■ Stored items ■
*** Begin section ***

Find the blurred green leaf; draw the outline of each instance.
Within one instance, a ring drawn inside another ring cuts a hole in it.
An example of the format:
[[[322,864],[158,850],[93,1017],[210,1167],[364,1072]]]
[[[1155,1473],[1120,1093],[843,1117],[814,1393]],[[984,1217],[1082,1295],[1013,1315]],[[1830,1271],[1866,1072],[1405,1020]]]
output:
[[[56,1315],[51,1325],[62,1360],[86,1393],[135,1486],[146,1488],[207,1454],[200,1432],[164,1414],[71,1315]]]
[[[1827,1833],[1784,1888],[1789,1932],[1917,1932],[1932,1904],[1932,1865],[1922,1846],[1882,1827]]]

*** End section ***

■ Exercise aim ■
In how many lines of the records does the word "instance" appear? Reply with the number only.

■ Final answer ■
2